Source text:
━━━━
The following factual analysis demonstrates not only that DHR’s no probable cause determination does not flow rationally from the facts found by the agency, as required by the substantial evidence test, but, additionally, provides persuasive circumstantial evidence that the employer’s proffered explanation for the termination is unworthy of credence, and therefore pretextual in nature. See Texas Department of Community Affairs v. Burdine, 450 U.S. 248, 256 (1980).
1. Finding of Fact 4(a) reflects the determination that Petitioner experienced a paranoid “idea of reference” on about March 4, 1988 (R. 13) that was attributable, in the view of a psychiatrist, to a mental disturbance that rendered him potentially violent (R. 17), an imminent threat to persons in his environment, and not suitable for employment (R. 7).
As of March 4, 1988 Petitioner was employed by the employer in the capacity of an agency-supplied temporary legal assistant (R. 239).
2. Finding of Fact 4(b) reflects the determination that Petitioner experienced a paranoid “idea of reference” in about May 1988 that was attributable, in the view of a psychiatrist, to a mental disturbance that rendered him potentially violent (R. 17), an imminent threat to persons in his environment, and not suitable for employment (R. 7).
As of May 1988 Petitioner was employed at Akin Gump in the capacity of an agency-supplied temporary legal assistant.
3. Finding of Fact 1 reflects that Petitioner was hired by the employer as a temporary legal assistant in June 1988 (R. 12) (specifically, June 13, 1988 (R. 239)).
━━━━
Records for this task:
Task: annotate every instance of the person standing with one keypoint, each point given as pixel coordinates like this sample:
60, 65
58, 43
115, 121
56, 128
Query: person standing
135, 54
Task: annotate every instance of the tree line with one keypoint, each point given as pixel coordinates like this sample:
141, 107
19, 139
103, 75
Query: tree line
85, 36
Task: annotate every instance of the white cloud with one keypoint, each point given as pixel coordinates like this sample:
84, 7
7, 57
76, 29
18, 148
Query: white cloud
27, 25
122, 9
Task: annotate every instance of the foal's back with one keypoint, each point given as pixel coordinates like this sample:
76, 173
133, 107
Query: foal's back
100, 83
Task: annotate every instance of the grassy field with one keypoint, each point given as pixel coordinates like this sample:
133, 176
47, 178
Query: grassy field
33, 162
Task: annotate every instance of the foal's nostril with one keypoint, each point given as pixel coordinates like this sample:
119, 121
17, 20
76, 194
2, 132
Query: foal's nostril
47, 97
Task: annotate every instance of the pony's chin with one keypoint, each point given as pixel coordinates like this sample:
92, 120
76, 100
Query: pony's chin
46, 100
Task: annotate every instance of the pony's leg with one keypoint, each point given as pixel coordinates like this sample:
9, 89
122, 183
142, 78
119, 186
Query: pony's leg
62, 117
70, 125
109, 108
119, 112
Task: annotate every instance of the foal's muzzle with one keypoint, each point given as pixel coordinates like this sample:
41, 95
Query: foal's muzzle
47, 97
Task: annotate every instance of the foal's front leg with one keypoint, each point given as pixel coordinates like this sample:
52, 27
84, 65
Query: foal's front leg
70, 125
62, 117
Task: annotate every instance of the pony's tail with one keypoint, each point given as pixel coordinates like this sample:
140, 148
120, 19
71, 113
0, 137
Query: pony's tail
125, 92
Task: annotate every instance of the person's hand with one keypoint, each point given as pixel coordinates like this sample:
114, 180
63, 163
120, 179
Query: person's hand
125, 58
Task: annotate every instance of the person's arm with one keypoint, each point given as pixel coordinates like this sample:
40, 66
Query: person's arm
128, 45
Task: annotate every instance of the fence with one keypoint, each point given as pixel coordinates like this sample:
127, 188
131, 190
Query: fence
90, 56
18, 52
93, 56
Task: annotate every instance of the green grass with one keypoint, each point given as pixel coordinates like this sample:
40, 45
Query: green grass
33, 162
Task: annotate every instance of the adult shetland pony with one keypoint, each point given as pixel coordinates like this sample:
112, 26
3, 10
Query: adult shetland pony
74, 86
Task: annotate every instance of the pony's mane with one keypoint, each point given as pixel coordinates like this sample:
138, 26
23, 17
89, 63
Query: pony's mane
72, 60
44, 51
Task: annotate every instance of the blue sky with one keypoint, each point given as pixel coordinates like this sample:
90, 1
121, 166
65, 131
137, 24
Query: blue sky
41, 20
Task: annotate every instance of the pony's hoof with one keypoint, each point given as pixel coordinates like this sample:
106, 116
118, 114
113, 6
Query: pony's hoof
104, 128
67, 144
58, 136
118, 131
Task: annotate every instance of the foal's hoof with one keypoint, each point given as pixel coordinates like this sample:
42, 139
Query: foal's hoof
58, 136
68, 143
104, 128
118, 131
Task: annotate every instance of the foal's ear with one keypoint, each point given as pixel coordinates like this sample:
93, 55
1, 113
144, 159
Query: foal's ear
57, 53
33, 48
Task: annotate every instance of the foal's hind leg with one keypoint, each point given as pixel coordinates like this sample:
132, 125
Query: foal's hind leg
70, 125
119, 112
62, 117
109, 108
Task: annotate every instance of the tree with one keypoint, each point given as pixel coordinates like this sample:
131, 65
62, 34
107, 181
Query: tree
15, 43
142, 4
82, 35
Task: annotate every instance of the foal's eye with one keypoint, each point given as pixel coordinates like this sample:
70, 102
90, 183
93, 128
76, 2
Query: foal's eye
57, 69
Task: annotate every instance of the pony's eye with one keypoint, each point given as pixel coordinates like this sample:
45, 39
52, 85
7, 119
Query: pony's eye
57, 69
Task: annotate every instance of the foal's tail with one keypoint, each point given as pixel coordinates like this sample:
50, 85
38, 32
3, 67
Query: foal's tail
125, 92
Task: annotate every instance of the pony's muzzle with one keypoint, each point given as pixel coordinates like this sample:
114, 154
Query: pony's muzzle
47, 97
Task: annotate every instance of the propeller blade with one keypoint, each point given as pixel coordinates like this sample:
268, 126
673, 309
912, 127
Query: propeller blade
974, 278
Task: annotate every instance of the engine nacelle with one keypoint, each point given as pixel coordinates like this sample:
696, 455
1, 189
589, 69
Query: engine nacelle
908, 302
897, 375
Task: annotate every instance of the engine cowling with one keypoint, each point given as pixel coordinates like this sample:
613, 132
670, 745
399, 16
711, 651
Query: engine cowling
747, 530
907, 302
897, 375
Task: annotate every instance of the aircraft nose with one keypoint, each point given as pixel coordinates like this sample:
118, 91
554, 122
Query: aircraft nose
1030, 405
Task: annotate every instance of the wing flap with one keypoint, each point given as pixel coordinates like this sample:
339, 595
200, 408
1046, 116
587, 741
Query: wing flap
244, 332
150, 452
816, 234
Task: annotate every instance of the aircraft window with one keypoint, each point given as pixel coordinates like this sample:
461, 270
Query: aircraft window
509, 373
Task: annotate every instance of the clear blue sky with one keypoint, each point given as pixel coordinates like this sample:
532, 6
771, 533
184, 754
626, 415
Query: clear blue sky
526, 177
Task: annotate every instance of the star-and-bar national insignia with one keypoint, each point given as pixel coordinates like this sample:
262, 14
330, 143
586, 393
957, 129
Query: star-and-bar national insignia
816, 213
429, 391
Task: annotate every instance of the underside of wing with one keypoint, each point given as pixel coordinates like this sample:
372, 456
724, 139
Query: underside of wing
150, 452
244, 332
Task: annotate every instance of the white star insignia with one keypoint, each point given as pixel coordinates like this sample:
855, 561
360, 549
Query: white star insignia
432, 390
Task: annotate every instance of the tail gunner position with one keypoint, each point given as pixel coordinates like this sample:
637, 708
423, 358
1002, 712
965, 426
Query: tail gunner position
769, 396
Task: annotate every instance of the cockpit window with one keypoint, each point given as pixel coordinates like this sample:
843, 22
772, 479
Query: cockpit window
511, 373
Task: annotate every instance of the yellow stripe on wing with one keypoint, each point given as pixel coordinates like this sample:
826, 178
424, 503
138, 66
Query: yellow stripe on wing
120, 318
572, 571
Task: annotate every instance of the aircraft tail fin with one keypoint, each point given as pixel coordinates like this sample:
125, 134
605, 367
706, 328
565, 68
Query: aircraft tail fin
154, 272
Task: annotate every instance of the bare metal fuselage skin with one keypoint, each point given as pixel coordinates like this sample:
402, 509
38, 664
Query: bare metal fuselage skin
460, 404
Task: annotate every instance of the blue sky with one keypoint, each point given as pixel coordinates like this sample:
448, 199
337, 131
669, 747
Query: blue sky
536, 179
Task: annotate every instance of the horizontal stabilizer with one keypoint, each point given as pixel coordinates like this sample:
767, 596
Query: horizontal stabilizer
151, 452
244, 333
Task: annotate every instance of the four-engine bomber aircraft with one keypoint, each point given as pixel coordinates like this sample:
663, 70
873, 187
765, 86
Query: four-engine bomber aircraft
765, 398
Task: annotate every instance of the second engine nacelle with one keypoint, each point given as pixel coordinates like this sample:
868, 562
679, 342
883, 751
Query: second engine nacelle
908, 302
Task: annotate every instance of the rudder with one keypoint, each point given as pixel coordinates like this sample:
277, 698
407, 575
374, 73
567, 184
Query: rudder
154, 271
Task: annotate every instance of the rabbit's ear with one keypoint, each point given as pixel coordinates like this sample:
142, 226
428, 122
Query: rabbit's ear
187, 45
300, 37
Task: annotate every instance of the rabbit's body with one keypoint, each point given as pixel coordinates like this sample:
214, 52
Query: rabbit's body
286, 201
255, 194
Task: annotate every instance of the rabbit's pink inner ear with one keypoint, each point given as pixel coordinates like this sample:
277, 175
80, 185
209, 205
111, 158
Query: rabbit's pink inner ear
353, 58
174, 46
━━━━
Given instruction A: From the legal analysis, list every Finding of Fact it cites, by number.
Given instruction B: Please rename "rabbit's" to "hare's" in the records from the line containing "Task: annotate every instance of the aircraft tail" down through the end of the records, and reproduce those lines with nothing else changed.

Task response A:
Finding of Fact 4(a)
Finding of Fact 4(b)
Finding of Fact 1

Task response B:
Task: annotate every instance of the aircraft tail fin with one keypoint, each point given as pixel coordinates like this sample:
125, 134
605, 367
706, 328
565, 68
Query: aircraft tail fin
154, 272
Task: annotate every instance of the bare metal fuselage skin with one keypoint, each point given as pixel coordinates like this sample:
402, 509
38, 664
Query: bare metal fuselage skin
460, 404
Task: annotate every instance of the blue sky with one keypoint, each point given as pixel coordinates like this sample:
448, 199
337, 131
669, 747
Query: blue sky
536, 179
Task: annotate every instance of the horizontal stabilizer with one keypoint, each point given as pixel coordinates like this sample:
767, 596
Query: horizontal stabilizer
151, 452
244, 333
Task: annotate every instance of the four-engine bomber aircraft with one keypoint, each point given as pixel coordinates like this sample:
663, 70
873, 187
765, 86
Query: four-engine bomber aircraft
765, 398
Task: annotate every instance of the second engine nacelle with one keypoint, each point given as pixel coordinates like this sample:
868, 562
679, 342
883, 751
Query: second engine nacelle
908, 302
Task: annotate every instance of the rudder with one keypoint, each point given as pixel coordinates like this sample:
277, 698
407, 575
374, 73
567, 184
Query: rudder
154, 271
Task: annotate every instance of the hare's ear with one keypoint, each point given as pixel coordinates like this sample:
142, 226
428, 122
Query: hare's ear
187, 45
300, 37
Task: annotate every instance of the hare's body with one keypoint, each point given as pixel coordinates like this sample:
214, 52
Query: hare's body
286, 201
255, 194
Task: annotate every instance of the hare's pink inner ear with one keypoint, each point given as pixel coordinates like this sample:
277, 175
80, 185
209, 205
111, 158
Query: hare's pink inner ear
353, 58
174, 46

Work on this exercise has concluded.